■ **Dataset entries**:
§
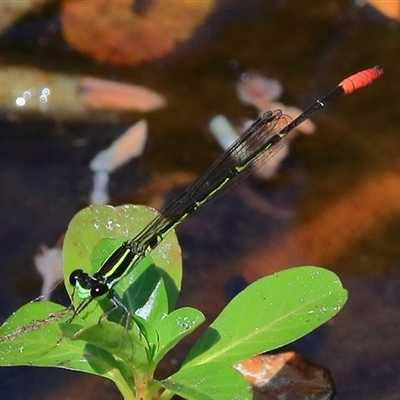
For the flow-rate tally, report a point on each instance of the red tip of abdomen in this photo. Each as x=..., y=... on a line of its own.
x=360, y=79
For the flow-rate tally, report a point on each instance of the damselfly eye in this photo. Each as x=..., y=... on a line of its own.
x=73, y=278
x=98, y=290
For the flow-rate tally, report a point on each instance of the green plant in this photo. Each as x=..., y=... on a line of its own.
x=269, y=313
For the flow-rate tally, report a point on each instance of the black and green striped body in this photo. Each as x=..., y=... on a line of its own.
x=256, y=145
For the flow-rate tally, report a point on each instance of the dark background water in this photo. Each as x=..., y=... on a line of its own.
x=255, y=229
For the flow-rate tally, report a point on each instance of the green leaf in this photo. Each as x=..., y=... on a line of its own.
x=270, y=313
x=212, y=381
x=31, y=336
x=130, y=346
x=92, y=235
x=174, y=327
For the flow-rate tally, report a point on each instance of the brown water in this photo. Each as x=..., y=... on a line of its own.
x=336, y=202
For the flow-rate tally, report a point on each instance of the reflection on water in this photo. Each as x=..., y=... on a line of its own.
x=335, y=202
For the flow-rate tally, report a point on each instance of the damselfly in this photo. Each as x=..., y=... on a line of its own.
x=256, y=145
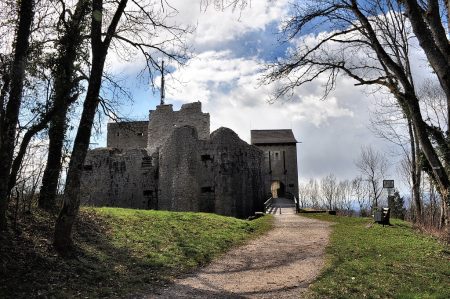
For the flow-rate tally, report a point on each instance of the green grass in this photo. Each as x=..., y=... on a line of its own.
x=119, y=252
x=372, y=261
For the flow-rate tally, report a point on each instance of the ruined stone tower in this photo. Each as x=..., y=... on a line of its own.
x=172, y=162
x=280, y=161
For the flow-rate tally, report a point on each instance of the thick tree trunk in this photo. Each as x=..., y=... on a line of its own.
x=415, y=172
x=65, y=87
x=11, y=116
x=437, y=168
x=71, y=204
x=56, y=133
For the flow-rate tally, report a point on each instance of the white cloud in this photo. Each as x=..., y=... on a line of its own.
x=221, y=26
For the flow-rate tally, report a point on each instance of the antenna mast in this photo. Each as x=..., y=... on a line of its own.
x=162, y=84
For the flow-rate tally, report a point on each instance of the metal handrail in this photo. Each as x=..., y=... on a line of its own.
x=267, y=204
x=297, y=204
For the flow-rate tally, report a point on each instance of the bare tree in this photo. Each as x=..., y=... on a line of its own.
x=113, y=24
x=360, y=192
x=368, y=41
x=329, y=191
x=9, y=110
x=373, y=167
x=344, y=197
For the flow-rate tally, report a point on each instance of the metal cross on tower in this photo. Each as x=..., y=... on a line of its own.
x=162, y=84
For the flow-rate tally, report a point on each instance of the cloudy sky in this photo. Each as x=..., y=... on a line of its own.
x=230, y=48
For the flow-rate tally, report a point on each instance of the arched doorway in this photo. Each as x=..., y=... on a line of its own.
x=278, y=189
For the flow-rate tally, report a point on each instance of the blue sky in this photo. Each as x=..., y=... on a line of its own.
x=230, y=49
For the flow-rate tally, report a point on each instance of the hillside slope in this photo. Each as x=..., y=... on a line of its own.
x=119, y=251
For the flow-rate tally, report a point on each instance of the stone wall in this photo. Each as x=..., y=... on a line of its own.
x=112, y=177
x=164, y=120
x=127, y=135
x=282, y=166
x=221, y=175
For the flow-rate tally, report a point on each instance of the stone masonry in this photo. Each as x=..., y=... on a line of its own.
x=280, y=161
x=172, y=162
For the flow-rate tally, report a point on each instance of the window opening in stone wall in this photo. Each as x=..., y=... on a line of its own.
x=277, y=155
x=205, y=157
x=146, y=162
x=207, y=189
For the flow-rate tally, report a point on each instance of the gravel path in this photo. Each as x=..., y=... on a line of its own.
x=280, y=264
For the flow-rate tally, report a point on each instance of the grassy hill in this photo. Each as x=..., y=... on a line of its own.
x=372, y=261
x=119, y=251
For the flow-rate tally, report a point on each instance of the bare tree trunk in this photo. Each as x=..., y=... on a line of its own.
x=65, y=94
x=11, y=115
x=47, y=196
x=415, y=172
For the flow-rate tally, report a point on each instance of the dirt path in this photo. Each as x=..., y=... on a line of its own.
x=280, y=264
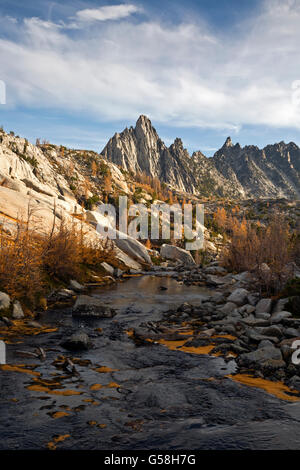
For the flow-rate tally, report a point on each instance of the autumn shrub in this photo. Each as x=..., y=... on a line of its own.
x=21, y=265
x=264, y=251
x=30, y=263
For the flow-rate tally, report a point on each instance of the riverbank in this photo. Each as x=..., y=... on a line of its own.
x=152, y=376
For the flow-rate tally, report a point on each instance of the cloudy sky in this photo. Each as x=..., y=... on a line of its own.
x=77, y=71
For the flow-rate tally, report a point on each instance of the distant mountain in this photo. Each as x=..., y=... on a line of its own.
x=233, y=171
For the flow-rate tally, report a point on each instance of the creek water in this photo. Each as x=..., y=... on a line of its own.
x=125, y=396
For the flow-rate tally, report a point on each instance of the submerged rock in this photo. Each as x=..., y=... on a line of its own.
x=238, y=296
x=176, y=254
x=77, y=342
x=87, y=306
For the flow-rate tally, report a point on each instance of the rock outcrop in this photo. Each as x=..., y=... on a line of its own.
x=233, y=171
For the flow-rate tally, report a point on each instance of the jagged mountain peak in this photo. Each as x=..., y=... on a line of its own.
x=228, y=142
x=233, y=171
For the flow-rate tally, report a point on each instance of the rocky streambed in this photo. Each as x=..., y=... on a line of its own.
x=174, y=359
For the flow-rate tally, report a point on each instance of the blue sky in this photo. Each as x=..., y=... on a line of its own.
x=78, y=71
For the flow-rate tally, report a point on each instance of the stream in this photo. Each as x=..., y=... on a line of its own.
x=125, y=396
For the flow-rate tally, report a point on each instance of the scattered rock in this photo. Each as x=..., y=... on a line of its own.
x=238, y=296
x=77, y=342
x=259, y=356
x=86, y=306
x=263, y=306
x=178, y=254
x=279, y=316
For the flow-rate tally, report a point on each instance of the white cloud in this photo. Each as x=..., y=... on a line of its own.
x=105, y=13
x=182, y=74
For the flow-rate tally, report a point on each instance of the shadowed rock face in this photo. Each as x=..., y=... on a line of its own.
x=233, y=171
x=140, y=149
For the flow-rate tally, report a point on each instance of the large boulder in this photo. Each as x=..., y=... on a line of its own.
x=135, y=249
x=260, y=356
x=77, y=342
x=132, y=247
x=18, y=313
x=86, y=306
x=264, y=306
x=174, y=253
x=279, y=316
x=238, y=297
§
■ **Work instructions**:
Retype every record as it stands. None of the pictures should appear.

■ **Your response**:
For the flow-rate tally, report a point on each instance of the red tip of abdomen in this photo. Each as x=..., y=... on a line of its own.
x=360, y=79
For the flow-rate tally, report a point on each instance of the damselfly eye in this photo. Each as x=..., y=... on a line of its own.
x=73, y=278
x=98, y=290
For the flow-rate tally, report a point on each instance of the green plant in this photo. Each as x=..., y=... on a line of its own.
x=269, y=313
For the flow-rate tally, report a point on each instance of the black and green striped body in this photo. Each as x=..., y=... on a line of its own.
x=256, y=145
For the flow-rate tally, report a point on each instance of the dark background water in this photo. Each as x=..., y=... on a line of its own.
x=255, y=229
For the flow-rate tally, report a point on each instance of the green leaf in this photo. Each as x=..., y=... on a line of its own.
x=270, y=313
x=212, y=381
x=31, y=336
x=130, y=346
x=92, y=235
x=174, y=327
For the flow-rate tally, report a point on each instance of the brown water in this photo. Each as x=..., y=... on a line of its own.
x=336, y=202
For the flow-rate tally, report a point on each instance of the reflection on water in this photo. Each as x=..., y=... on a line of its own.
x=335, y=202
For the flow-rate tally, report a point on each instance of the damselfly in this photo. Each as x=..., y=... on a line of its own.
x=256, y=145
For the flow-rate tally, report a point on each instance of the green grass in this photo. Each as x=..., y=... on a line of its own.
x=119, y=252
x=372, y=261
For the flow-rate tally, report a point on each instance of the ruined stone tower in this photo. Each as x=..., y=... on a line of its own.
x=172, y=162
x=280, y=161
For the flow-rate tally, report a point on each instance of the thick tree trunk in this photo. Each as x=..., y=... on a line of its own.
x=415, y=172
x=65, y=87
x=11, y=116
x=437, y=168
x=71, y=204
x=56, y=133
For the flow-rate tally, report a point on each instance of the white cloud in this photo. Each as x=..., y=... on a line of its own.
x=221, y=26
For the flow-rate tally, report a point on each instance of the antenna mast in this photo. Each as x=..., y=... on a line of its own.
x=162, y=84
For the flow-rate tally, report a point on each instance of the metal handrail in this photo. Each as x=..., y=... on a line of its own.
x=267, y=204
x=297, y=204
For the flow-rate tally, report a point on each instance of the bare tree in this photo. Each as x=..., y=... on a line of its own.
x=113, y=24
x=360, y=192
x=368, y=41
x=329, y=191
x=9, y=110
x=373, y=167
x=344, y=197
For the flow-rate tally, report a point on each instance of the metal cross on tower in this photo. Each as x=..., y=... on a line of its own.
x=162, y=84
For the flow-rate tally, report a point on each instance of the cloudy sky in this photo. Each as x=..., y=... on a line of its own.
x=230, y=48
For the flow-rate tally, report a point on each instance of the arched doorway in this photo. Each as x=..., y=... on a line of its own.
x=278, y=189
For the flow-rate tally, report a point on each instance of the blue sky in this photo. Each as x=..., y=... on a line of its own.
x=230, y=49
For the flow-rate tally, report a point on each instance of the hillside slope in this photo. Each as x=..., y=... on a line of its own.
x=119, y=251
For the flow-rate tally, report a point on each instance of the stone wall in this photo. Each as x=..., y=... on a line of its own.
x=112, y=177
x=164, y=120
x=127, y=135
x=282, y=166
x=221, y=175
For the flow-rate tally, report a point on each instance of the stone masonry in this photo. Each as x=..., y=... on a line of its own.
x=280, y=161
x=172, y=162
For the flow-rate tally, report a point on each instance of the window opening in stone wall in this photo. Each as x=..., y=... on a line of its own.
x=277, y=155
x=205, y=157
x=146, y=162
x=207, y=189
For the flow-rate tally, report a point on each instance of the gravel path in this photo. Each as x=..., y=... on a line of its own.
x=280, y=264
For the flow-rate tally, report a point on each instance of the grassy hill in this photo. Each as x=..., y=... on a line of its own.
x=372, y=261
x=119, y=251
For the flow-rate tally, report a point on each instance of the bare tree trunk in this photo. Each as x=..., y=... on a line of its own.
x=65, y=94
x=11, y=115
x=47, y=196
x=415, y=172
For the flow-rate tally, report a point on each instance of the dirt path in this photo. Each as x=..., y=... on a line of its own.
x=280, y=264
For the flow-rate tally, report a point on each instance of the autumn shrub in this photo. Each as x=..., y=... on a line of its own.
x=21, y=265
x=264, y=251
x=30, y=263
For the flow-rate tally, report a point on each instance of the riverbank in this photo. Each as x=..., y=... on a line of its own.
x=152, y=376
For the flow-rate tally, report a point on each instance of the cloudy sky in this photo. Each as x=..., y=... on a line of its own.
x=77, y=71
For the flow-rate tally, report a point on each instance of the distant mountain in this photo. Each as x=..., y=... on a line of its own.
x=233, y=171
For the flow-rate tally, report a point on each instance of the creek water in this photo. Each as x=..., y=... on a line of its own.
x=125, y=396
For the flow-rate tally, report a point on each instance of the submerged rock in this photo. Each as x=..., y=... on a line of its own.
x=238, y=296
x=176, y=254
x=77, y=342
x=87, y=306
For the flow-rate tally, report a point on each instance of the rock outcrop in this photo. Each as x=..., y=... on a line of its own.
x=233, y=171
For the flow-rate tally, report a point on each instance of the jagged mountain peak in this photo. Each as x=..., y=... on a line of its own.
x=228, y=142
x=233, y=171
For the flow-rate tally, report a point on each instance of the rocky streambed in this photo. Each as x=..., y=... on a line of its own.
x=174, y=359
For the flow-rate tally, report a point on each instance of the blue sky in this photo. Each as x=..., y=... on a line of its own.
x=78, y=71
For the flow-rate tally, report a point on each instance of the stream in this photo. Each as x=..., y=... on a line of its own.
x=125, y=396
For the flow-rate tally, report a point on each instance of the scattered rock in this photo. Each as x=..., y=... on a line of its own.
x=238, y=296
x=77, y=342
x=259, y=356
x=86, y=306
x=263, y=306
x=178, y=254
x=279, y=316
For the flow-rate tally, report a point on each instance of the white cloud in this photo. Each as x=..., y=... on a line of its own.
x=105, y=13
x=182, y=74
For the flow-rate tally, report a point on each instance of the shadowed rock face in this photo. Each as x=..., y=... on a line of its own.
x=233, y=171
x=140, y=149
For the flow-rate tally, report a point on each instance of the large boulder in this photo. Each as x=..., y=... on a line of its own.
x=135, y=249
x=260, y=356
x=77, y=342
x=132, y=247
x=18, y=313
x=86, y=306
x=264, y=306
x=174, y=253
x=279, y=316
x=238, y=297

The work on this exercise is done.